▶ [Text segment]:
————

8th Chief Election Commissioner of Bangladesh
- In office 23 May 2000 – 22 May 2005
- President: Shahabuddin Ahmed; Badruddoza Chowdhury; Muhammad Jamiruddin Sircar; Iajuddin Ahmed;
- Prime Minister: Sheikh Hasina; Latifur Rahman; Khaleda Zia;
- Preceded by: Mohammad Abu Hena
- Succeeded by: M. A. Aziz

Personal details
- Born: 1937 Gopalganj, British Raj
- Died: 12 January 2013 (aged 75–76) Dhaka
- Profession: Civil service

= MA Syed =

8th Chief Election Commissioner of Bangladesh

MA Syed (1937 - 12 January 2013) was a former government official of Bangladesh who was the chief election commissioner.

== Early life ==
Syed was born in 1937 in Gopalganj.

————

▶ [Records]:
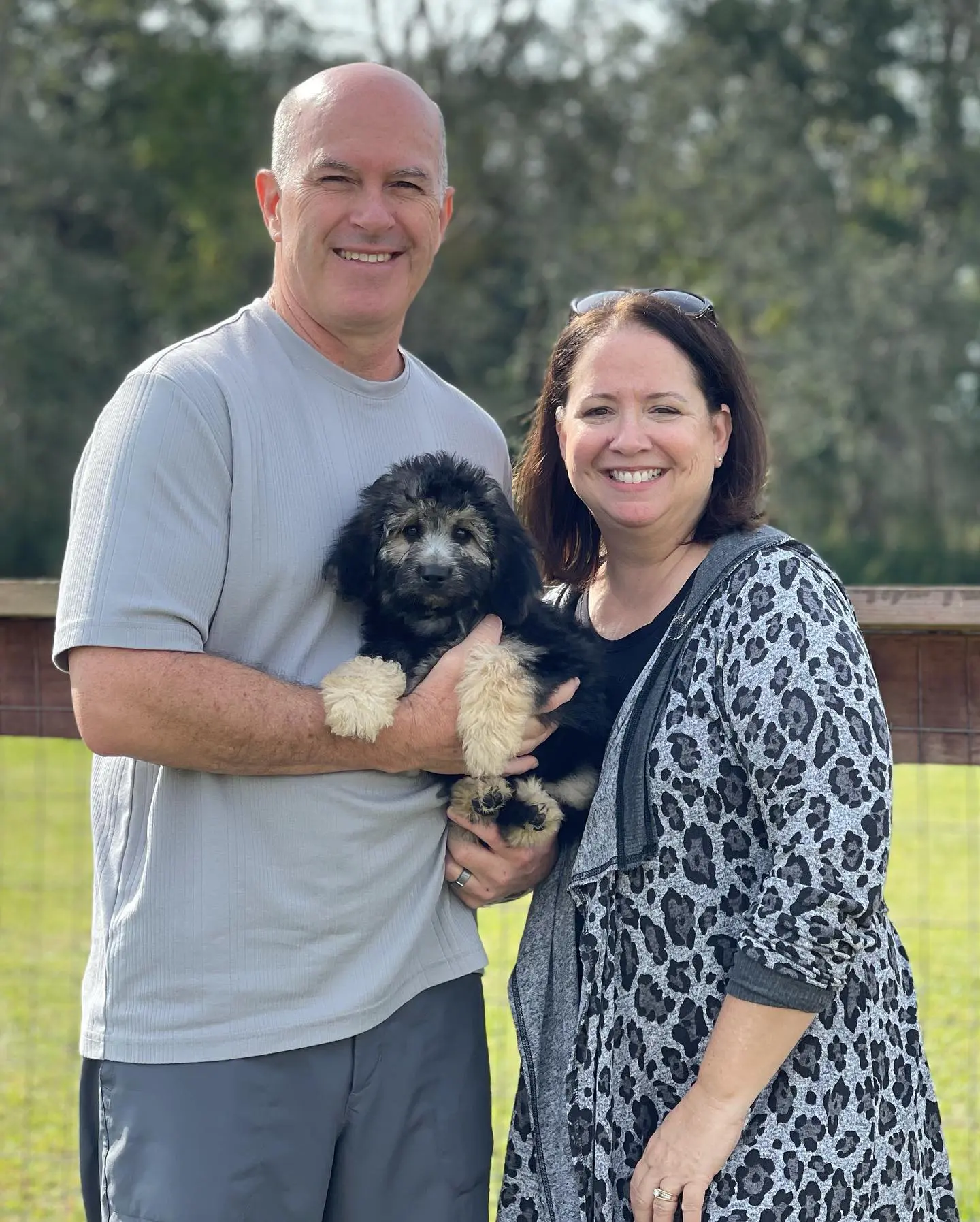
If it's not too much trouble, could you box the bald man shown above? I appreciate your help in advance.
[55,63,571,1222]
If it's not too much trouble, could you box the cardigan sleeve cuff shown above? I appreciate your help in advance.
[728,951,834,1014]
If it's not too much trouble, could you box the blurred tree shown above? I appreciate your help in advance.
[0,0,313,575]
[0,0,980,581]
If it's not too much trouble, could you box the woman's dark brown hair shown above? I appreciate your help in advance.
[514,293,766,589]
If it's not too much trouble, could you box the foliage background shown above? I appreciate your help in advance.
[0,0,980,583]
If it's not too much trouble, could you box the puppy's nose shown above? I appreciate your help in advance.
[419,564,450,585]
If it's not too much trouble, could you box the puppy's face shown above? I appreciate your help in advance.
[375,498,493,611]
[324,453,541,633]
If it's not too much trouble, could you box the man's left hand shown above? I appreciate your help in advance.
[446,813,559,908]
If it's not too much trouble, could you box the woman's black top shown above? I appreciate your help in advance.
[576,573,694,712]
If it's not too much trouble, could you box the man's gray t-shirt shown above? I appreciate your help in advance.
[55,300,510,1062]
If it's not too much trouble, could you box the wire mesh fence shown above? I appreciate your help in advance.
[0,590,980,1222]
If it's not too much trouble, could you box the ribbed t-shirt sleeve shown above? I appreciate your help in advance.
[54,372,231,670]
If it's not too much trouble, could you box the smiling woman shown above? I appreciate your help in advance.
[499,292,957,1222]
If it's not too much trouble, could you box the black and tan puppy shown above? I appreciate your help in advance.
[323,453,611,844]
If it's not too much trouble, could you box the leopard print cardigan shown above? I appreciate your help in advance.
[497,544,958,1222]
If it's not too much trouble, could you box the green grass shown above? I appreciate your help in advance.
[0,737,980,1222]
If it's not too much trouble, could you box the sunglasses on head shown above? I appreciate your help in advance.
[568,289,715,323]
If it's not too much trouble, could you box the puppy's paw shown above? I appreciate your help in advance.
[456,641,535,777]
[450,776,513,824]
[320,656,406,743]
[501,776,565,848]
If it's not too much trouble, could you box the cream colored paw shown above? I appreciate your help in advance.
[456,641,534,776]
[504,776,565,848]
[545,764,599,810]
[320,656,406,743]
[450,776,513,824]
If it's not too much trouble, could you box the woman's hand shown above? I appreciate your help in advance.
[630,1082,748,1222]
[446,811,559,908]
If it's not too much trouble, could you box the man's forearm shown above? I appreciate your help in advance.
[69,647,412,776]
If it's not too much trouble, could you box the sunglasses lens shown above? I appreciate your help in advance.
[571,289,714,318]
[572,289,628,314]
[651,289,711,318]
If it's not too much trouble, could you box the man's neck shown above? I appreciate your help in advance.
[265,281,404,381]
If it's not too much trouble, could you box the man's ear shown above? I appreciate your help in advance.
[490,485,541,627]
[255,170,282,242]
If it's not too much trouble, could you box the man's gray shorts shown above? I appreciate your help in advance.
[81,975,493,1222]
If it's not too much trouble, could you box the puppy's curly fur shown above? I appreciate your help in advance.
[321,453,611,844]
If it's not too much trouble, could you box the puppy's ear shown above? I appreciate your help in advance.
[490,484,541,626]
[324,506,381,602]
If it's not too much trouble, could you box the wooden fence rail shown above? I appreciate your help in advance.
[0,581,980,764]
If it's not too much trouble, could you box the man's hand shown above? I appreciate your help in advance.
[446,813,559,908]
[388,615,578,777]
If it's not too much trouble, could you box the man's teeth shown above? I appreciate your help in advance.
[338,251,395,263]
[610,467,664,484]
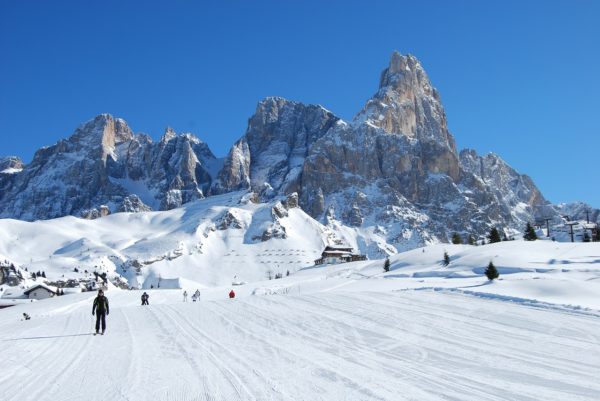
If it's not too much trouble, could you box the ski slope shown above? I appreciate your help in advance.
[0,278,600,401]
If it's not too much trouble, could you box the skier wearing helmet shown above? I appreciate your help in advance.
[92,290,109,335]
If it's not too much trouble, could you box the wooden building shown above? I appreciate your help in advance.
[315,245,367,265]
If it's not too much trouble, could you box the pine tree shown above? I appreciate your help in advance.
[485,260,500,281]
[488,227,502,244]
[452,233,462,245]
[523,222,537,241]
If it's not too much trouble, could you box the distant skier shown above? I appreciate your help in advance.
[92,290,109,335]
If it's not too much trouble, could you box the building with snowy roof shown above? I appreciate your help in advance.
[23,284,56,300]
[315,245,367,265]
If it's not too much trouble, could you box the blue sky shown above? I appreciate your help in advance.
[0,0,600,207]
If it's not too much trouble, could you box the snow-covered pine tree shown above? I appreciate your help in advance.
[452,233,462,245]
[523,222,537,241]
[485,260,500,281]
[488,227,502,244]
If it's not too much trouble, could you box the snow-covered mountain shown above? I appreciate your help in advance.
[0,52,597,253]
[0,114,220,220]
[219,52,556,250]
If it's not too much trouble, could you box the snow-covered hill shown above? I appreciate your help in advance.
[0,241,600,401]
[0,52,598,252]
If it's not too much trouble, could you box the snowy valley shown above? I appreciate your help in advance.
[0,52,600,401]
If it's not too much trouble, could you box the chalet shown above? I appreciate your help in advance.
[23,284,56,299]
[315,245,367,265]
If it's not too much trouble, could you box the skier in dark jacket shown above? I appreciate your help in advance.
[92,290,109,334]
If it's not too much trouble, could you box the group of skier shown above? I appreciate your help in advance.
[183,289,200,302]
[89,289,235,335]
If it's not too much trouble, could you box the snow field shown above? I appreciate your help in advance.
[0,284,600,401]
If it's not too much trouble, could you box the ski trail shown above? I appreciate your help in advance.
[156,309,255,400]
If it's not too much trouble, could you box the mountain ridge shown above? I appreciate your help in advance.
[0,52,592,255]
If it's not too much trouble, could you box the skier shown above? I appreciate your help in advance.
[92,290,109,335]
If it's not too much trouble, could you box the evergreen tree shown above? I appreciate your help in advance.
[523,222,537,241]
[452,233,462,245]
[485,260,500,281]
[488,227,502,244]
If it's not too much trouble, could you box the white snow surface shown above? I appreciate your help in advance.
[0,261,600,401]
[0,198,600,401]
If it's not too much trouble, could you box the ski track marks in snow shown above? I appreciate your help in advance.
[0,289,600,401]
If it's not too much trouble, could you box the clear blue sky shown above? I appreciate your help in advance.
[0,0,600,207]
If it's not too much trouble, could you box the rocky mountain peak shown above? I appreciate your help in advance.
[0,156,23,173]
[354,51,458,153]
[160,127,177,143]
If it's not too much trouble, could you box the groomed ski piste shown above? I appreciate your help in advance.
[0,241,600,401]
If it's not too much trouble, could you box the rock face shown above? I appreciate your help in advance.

————

▶ [Exercise requirements]:
1. Answer from the MA Syed biography:
(a) Who held the office of Chief Election Commissioner before him?
(b) What is given as his profession?
(c) In what city did he die?
2. Go on with the MA Syed biography from where it stops.

▶ [Task answers]:
1.
(a) Mohammad Abu Hena
(b) Civil service
(c) Dhaka

2.
== Career ==
Syed began his career in 1960 by passing the Pakistan Civil Service (PCS) examination and joining the administrative cadre. He later served as the sub-divisional administrator, deputy commissioner and secretary to the government of Bangladesh. He took over as the Chief Election Commissioner of Bangladesh on 23 May 2000 and retired from the post on 22 May 2005. He oversaw the 8th parliamentary election of Bangladesh, which was held in 2001.

== Personal life ==
Syed's brother, Ibrahim Kamal, who was a senior assistant secretary, was stabbed to death near Holy Family Red Crescent Medical College Hospital in November 2004.

== Death ==
Syed died on 12 January 2013 at his home in Gulshan, Dhaka, Bangladesh.